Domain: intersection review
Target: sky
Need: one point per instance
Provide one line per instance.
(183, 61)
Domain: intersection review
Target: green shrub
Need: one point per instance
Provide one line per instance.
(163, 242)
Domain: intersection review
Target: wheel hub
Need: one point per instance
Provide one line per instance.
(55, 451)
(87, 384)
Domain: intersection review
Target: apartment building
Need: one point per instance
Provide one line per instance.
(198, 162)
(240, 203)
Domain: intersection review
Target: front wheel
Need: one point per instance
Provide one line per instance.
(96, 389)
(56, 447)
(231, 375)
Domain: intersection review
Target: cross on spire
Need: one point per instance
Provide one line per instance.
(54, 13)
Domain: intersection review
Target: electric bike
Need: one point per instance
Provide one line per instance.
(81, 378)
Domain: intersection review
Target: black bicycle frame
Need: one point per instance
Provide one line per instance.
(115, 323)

■ TASK REQUIREMENTS: Determine the count of lines in the data that contain the string "wheel", and reply with that count alone.

■ ANSWER TO THIS PROBLEM: 2